Records excerpted from a collection:
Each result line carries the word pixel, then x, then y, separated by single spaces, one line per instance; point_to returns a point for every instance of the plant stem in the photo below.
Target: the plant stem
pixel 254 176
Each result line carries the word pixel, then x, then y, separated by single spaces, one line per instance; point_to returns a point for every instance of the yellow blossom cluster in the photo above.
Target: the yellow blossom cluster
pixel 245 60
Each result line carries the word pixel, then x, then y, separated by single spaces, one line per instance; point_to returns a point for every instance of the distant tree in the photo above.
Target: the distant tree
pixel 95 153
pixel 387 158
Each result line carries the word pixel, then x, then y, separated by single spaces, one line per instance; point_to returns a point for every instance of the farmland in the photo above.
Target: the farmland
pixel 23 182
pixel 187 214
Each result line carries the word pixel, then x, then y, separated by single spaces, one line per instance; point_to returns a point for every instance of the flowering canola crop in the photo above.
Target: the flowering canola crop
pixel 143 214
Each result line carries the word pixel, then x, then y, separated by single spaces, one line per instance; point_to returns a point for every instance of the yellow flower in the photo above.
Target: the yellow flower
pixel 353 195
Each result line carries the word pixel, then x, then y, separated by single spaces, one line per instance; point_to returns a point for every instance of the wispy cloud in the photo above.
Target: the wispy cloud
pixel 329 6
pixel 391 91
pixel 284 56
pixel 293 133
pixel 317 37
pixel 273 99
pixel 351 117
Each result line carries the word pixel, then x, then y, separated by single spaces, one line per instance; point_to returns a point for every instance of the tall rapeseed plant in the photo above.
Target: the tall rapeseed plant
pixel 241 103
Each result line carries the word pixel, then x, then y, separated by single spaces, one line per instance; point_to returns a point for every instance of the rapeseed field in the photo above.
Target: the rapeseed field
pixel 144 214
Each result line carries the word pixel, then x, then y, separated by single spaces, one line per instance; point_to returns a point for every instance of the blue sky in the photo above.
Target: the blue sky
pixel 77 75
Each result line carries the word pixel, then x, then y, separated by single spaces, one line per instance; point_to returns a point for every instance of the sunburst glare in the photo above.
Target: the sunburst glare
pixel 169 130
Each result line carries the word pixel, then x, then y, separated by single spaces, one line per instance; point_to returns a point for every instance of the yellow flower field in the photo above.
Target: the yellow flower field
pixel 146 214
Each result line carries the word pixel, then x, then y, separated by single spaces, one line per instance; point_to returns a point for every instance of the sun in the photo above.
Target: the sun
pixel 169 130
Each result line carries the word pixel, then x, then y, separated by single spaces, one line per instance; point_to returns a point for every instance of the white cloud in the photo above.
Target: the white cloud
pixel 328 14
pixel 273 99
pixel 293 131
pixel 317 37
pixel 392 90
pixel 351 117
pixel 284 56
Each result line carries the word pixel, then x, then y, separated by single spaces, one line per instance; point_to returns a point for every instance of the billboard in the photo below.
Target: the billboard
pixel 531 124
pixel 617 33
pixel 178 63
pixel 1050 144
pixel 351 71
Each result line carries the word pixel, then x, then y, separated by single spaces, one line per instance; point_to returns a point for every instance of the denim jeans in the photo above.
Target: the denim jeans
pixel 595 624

Task item:
Precisely the line with "white cloud in the photo above." and the lines after it, up to the last line of the entries above, are to be reproduced, and nothing more.

Exercise output:
Each result line carries the word pixel, then x, then y, separated by single spaces, one line per instance; point_to returns a point for every instance of the white cloud in the photo above.
Target: the white cloud
pixel 328 14
pixel 273 99
pixel 293 131
pixel 317 37
pixel 392 90
pixel 351 117
pixel 284 56
Each result line carries the word pixel, then x, then y, separated by single spaces, one line per instance; point_to returns a point for every instance of the billboard in the photo below.
Target: the billboard
pixel 531 124
pixel 617 33
pixel 178 63
pixel 1050 144
pixel 351 71
Each result line carries the word pixel, then x, then y, separated by single spaces, one line per instance; point_to returns a point for every instance of the denim jeans in the photo above.
Target: the denim jeans
pixel 595 624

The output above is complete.